Il 28 aprile 2011 avveniva l'attentato al Caffè Argana di Marrakech nel quale persero la vita anche tre ragazzi ticinesi
La testimonianza di Arnaldo Caccia a dieci anni dalla tragedia che scosse l'intero cantone: «La nostra non è più una vita normale. È diventata un calvario. Quei disgraziati hanno rovinato diciassette famiglie».
CADENAZZO - Ci sono eventi così tragici che lasciano un segno indelebile nella memoria collettiva. Soprattutto se a essere toccata è una piccola comunità come quella ticinese. L’attentato di Marrakech è uno di quelli. Dimenticare quel 28 aprile del 2011, quando la furia dell'estremismo islamico strappò via la vita a tre giovani del nostro cantone, è impossibile. Corrado “Mondo” Mondada, Cristina “Chichi” Caccia e André Da Silva Costa vennero uccisi da una bomba piazzata nel centralissimo Caffè Argana. Morena Pedruzzi, unica superstite del gruppo di amici, vide la sua vita stravolta. Da quel giorno per il nostro cantone il terrorismo non è più stato solo un concetto astratto e distante. Una storia vista alla TV. Quel giorno, infatti, la follia jihadista è entrata nelle nostre case, portando con sé la vita di tre giovani ragazzi che si sono trovati nel posto sbagliato al momento sbagliato.

• **Record**
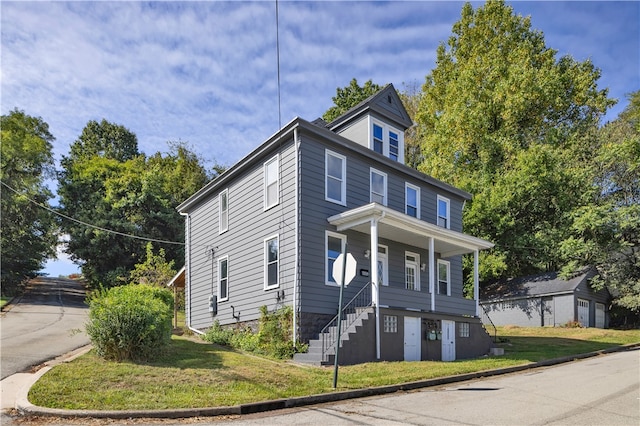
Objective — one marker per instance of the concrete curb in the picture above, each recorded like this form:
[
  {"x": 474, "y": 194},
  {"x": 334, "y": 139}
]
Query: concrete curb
[{"x": 24, "y": 407}]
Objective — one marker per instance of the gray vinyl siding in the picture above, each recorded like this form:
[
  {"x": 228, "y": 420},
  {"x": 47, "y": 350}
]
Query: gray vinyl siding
[
  {"x": 243, "y": 244},
  {"x": 357, "y": 132},
  {"x": 315, "y": 295}
]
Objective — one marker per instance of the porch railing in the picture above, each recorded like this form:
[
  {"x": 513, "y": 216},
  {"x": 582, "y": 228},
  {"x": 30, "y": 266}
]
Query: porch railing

• **Da svolgere**
Elenca tutte le persone chiamate per nome e cognome nell'articolo sull'attentato di Marrakech. I record non hanno alcun ruolo in questo lavoro.

• **Soluzione**
- Arnaldo Caccia
- Corrado "Mondo" Mondada
- Cristina "Chichi" Caccia
- André Da Silva Costa
- Morena Pedruzzi